WHAT YOU NEED TO DO -
(1) Reproduce word for word the part of the article about the Unite the Kingdom Rally that opens with the words containing "The following video" and closes with "young Muslim men.".
(2) For each statement below, say yes or no according to the article about the Unite the Kingdom Rally, and quote the words of the article that decide it: (a) The rally was held in London on a Saturday. (b) Most of the migrants come from European Union nations. (c) The article calls Tommy Robinson a controversial UK journalist.
(3) Continue the article about the Unite the Kingdom Rally from where it stops.

DOCUMENT TEXT -
★ ★ ★ ★
Unite the Kingdom Rally: demonstrators take to the streets in historical numbers to demand end to mass migration in the UK

Published on

If you haven’t been following the emergence of controversial UK journalist Tommy Robinson, you should try not to skip ahead to the aerial shot of what is likely the largest rally in modern UK history.

To even begin to understand the scope of the passion and to comprehend the numbers of English people who attended the “Unite the Kingdom Rally” in London on Saturday, some background information will be very helpful.

Like many western nations, Britain has seen an historical influx of immigrants.  With millions of new immigrants competing for housing, medical care, and government resources, very serious issues are bound to arise.  It makes you wonder how a government could or why a government would allow this to happen.

The following video shows very well what has taken place in terms of how many people have arrived in recent years, and who they are.

As the presenter showed, most of these migrants are from non European Union nations.  Many are from Muslim nations.  That means even in a highly multi-cultural nation like the UK, towns and cities are facing the cultural challenges of suddenly hosting a significant minority of young Muslim men.
★ ★ ★ ★
Stored entries -
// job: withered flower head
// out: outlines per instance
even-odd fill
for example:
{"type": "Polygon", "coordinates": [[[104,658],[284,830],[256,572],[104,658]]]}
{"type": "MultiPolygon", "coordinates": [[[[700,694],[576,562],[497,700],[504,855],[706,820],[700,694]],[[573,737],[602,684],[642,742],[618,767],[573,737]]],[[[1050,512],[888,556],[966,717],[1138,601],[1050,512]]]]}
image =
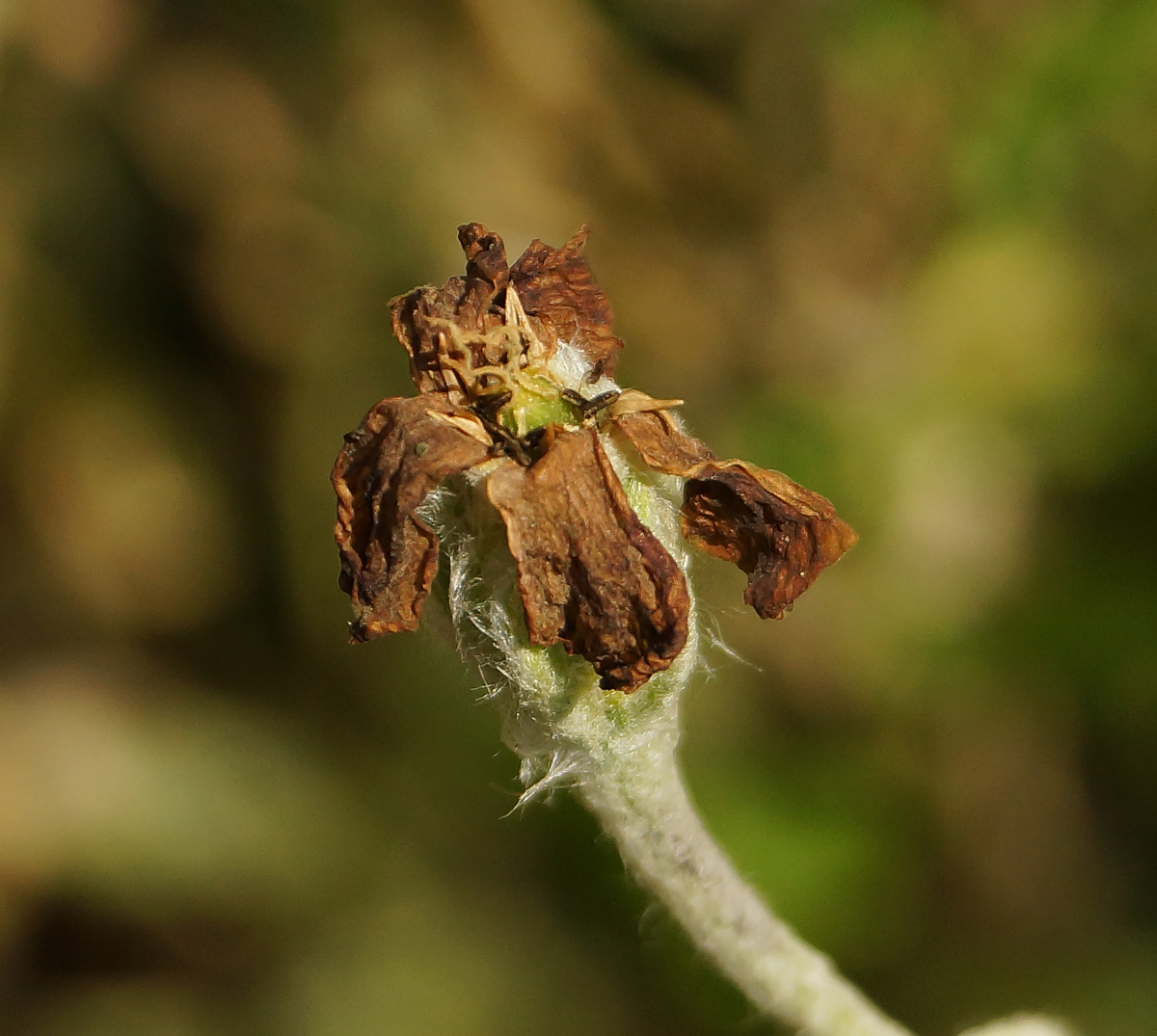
★ ★ ★ ★
ANSWER SECTION -
(1)
The following video shows very well what has taken place in terms of how many people have arrived in recent years, and who they are.

As the presenter showed, most of these migrants are from non European Union nations.  Many are from Muslim nations.  That means even in a highly multi-cultural nation like the UK, towns and cities are facing the cultural challenges of suddenly hosting a significant minority of young Muslim men.

(2)
(a) Yes: "“Unite the Kingdom Rally” in London on Saturday"
(b) No: "most of these migrants are from non European Union nations"
(c) Yes: "controversial UK journalist Tommy Robinson"

(3)
Enter the most controversial political figure in Britain, Tommy Robinson.  Robinson’s hometown of Luton, Bedfordshire, England, was one of the first communities in the UK to see a significant percentage of Muslim population.  According to Robinson he noticed his childhood schoolyard and lunchrooms were divided into two separate groups, the traditional English (white Europeans, people from India, and the Caribbean, etc) and the Muslims.

As he got older Robinson claims he started to see a number of young girls being ‘recruited’ by older Muslim men into the drug culture, and becoming sexual partners for multiple Muslim men, including prominent members of the community.  When Robinson started to speak out publicly he was hit with a wall of official denials.  He would go on to challenge the authorities for years, becoming a citizen journalist and eventually an enemy of the state. If you watch his documentary series called The Rape of Britain you will understand just what he’s been claiming for about 15 years.

Fast forward to September of 2025.  The streets of many cities in the UK resemble Robinson’s hometown of Luton.  Robinson’s followers have multiplied from hundreds to thousands, to potentially millions.  The situation has caught the attention of President Donald Trump and X owner Elon Musk. On the weekend, untold thousands of Britons took to the streets of London for Robinson’s “Unite the Kingdom March”, a massive rally for free speech and British identity.

Without watching Robinson’s documentaries and journalism it can be difficult to understand the passion of his presentation from Saturday.  The growing thousands and millions in the UK understand.  Those who do not are very likely swayed by the media and government establishment who are trying desperately and less successfully by the day to brand Robinson as a Far Right racist.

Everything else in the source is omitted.